### Task statement
Rewrite the material below from the line containing "Report one point per instance of the umbrella canopy" through the end, changing "umbrella canopy" to "open umbrella top" and leaving everything else untouched.

### Excerpted records
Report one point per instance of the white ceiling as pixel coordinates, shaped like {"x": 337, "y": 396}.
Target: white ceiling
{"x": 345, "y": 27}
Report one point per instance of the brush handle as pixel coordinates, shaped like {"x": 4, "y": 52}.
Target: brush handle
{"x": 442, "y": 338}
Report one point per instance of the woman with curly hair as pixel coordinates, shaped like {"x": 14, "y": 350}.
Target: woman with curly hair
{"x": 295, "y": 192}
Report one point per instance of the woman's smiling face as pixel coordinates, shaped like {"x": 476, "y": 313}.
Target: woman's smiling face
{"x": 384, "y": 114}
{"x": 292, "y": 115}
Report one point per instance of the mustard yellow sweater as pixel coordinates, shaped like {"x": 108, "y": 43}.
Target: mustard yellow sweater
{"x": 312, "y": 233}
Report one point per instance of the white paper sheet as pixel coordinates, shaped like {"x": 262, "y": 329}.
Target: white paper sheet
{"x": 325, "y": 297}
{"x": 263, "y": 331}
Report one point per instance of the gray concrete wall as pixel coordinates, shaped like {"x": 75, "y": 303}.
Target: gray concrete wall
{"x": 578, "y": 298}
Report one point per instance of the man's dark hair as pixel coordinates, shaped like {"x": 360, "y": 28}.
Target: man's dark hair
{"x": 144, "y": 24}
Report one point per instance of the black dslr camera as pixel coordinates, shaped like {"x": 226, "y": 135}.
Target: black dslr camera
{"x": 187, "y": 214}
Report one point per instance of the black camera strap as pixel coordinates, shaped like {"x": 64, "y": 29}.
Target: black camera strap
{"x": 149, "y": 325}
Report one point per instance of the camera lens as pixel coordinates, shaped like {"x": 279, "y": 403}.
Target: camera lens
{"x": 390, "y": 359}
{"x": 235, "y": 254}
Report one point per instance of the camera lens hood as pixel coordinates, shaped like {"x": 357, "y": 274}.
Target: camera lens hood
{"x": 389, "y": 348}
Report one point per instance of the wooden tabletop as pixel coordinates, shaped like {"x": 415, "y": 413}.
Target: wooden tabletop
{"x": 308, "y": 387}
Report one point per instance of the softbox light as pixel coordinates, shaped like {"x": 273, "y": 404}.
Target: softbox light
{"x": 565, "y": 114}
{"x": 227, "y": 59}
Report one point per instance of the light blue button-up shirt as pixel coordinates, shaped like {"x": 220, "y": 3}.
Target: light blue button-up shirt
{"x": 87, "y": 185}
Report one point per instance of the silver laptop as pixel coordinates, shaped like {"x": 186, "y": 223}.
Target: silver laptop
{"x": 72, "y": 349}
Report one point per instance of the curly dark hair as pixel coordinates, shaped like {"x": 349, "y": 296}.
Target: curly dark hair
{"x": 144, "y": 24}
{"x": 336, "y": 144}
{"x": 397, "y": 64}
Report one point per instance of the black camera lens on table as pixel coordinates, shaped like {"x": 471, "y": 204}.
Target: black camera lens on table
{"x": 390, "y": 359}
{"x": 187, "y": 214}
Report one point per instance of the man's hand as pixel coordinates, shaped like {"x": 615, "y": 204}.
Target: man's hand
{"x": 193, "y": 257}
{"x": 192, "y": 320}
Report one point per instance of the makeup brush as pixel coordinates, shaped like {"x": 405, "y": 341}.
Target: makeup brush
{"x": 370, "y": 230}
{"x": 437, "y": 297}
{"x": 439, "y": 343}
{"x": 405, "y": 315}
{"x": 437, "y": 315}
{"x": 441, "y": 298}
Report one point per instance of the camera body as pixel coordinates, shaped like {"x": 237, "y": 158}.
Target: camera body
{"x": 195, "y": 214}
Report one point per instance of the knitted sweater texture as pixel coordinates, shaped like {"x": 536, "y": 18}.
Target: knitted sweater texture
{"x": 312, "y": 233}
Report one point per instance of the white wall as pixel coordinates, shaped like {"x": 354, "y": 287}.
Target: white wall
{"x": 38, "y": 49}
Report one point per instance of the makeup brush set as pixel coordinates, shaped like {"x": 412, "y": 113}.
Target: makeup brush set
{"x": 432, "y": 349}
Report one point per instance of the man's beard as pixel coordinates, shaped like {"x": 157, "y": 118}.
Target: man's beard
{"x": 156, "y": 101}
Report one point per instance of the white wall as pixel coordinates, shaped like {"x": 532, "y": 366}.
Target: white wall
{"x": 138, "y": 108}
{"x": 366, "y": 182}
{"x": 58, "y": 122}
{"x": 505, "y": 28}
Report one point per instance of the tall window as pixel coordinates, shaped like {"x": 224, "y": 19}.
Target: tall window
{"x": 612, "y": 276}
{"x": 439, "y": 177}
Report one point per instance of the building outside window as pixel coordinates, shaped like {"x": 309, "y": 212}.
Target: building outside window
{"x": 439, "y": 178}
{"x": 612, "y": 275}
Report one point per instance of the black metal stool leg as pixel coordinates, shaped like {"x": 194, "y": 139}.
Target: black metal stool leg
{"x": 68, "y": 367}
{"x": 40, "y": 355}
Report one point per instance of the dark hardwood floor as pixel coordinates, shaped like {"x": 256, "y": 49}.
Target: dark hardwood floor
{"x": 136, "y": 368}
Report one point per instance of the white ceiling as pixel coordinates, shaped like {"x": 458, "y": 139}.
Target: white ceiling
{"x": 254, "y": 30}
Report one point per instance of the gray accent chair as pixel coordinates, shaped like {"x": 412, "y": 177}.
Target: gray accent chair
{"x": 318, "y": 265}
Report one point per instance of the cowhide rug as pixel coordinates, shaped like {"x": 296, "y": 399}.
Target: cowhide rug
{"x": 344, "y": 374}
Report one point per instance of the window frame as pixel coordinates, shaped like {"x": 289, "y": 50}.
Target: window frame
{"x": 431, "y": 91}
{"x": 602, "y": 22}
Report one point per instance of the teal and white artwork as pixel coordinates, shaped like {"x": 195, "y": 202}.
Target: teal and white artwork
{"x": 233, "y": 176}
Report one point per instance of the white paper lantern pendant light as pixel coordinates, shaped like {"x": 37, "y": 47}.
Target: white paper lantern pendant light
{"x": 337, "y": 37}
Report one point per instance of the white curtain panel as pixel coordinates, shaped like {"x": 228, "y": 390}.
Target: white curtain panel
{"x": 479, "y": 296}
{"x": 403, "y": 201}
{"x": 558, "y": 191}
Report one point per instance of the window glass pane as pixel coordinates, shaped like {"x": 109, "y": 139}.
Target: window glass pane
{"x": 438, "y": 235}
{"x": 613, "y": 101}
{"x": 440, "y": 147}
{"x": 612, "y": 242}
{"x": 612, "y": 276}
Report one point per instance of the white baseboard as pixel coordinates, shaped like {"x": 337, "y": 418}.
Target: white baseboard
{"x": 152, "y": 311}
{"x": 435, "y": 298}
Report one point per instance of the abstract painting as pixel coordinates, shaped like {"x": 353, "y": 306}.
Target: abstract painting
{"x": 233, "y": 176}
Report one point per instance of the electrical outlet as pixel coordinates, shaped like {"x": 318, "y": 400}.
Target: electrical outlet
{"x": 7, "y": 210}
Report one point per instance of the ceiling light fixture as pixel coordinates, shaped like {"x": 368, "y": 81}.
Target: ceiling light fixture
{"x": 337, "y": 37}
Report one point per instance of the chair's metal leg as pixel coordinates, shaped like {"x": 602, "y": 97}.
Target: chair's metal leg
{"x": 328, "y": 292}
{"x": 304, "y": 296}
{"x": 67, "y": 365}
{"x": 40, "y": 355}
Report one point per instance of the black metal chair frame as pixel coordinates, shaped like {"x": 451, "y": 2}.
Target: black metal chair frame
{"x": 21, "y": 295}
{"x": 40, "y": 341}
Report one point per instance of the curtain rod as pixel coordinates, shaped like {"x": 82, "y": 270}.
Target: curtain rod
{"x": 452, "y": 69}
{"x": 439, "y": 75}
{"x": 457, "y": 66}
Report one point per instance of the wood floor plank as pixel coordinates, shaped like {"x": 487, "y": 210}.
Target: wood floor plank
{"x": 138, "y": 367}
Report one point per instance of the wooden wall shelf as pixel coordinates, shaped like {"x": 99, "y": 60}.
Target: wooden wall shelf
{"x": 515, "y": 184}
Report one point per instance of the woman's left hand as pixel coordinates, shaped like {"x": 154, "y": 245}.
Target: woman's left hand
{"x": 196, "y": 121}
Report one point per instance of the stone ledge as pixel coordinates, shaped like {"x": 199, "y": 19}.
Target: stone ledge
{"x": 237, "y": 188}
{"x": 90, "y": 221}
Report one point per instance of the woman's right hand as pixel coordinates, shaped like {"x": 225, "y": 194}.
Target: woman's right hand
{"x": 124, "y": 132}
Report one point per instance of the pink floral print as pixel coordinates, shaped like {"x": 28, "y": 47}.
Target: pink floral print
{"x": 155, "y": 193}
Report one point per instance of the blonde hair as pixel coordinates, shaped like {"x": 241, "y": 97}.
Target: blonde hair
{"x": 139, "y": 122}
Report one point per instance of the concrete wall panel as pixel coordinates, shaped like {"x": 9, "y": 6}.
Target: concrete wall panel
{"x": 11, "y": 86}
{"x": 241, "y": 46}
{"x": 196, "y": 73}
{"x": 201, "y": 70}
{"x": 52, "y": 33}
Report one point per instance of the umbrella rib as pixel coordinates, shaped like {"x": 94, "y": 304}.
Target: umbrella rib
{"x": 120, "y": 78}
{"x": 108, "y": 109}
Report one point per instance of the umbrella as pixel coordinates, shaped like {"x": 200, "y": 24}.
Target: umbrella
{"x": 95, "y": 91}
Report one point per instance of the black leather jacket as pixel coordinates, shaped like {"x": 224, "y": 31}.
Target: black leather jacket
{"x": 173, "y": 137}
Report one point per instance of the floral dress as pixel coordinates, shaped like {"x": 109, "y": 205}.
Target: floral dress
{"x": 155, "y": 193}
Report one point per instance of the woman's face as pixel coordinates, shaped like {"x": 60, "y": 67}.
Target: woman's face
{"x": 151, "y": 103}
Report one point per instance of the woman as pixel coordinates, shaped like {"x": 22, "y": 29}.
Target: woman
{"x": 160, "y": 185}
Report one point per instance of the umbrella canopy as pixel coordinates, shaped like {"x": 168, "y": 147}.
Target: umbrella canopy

### The result
Report one point per instance of the open umbrella top as pixel coordinates, shaped like {"x": 168, "y": 147}.
Target: open umbrella top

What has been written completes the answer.